◆ Extract
════════════════════

Updated: Jul 4
When we talk about the cost of the Cloud, storage is not the first component that comes to mind. Compared to computing power, networking, databases - things that most applications will use - storage is relatively cheap. It takes some time for a system to grow into a scale that will make you think about your storage costs.
At Wix, we store Petabytes of data. Storage costs might be cheaper than computing power, but it is far from being plainly cheap. Moreover, while computing power is derived from current usage, storage is forever. So for every new video, photo and document a user uploads, even if it’s never used or watched, not even once, Wix will have to pay for - forever. And that is inefficient to say the least.
To be more finance-friendly, we initiated a Storage lifecycle management project.
We understood that not all files should be treated equally, and built a system that monitors file demand and classifies files according to different storage classes, thus significantly cutting on costs.
What does it do and what it all means? Let's dive deep into it!

════════════════════

◆ Dataset entries
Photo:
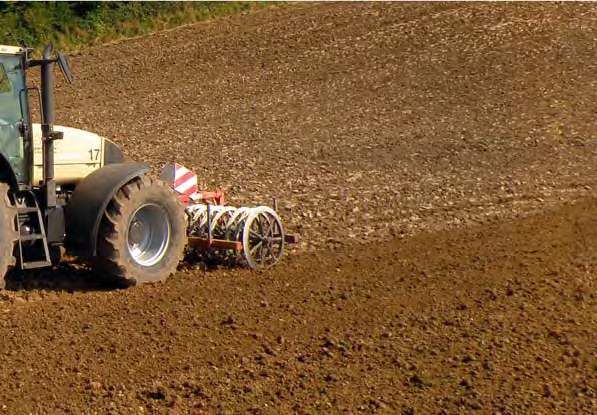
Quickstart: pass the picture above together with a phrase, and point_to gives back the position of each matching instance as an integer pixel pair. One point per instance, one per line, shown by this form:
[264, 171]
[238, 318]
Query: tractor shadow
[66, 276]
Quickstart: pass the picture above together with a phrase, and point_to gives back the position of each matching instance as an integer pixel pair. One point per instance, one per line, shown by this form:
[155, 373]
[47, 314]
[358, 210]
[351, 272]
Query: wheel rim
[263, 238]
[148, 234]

════════════════════

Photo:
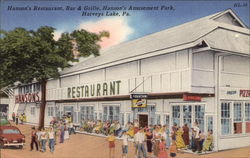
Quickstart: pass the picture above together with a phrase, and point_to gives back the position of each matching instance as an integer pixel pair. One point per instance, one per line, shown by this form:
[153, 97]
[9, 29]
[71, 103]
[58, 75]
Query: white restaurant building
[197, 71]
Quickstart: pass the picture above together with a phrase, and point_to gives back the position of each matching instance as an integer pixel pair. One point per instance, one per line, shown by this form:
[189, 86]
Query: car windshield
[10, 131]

════════════════════

◆ Prompt 1
Retype the storage cost article from "We understood that" to "deep into it!".
◆ Prompt 2
In the storage cost article, what project did Wix start to be more finance-friendly?
This listing has nothing to do with the storage cost article.

◆ Written solution 1
We understood that not all files should be treated equally, and built a system that monitors file demand and classifies files according to different storage classes, thus significantly cutting on costs.
What does it do and what it all means? Let's dive deep into it!

◆ Written solution 2
A Storage lifecycle management project.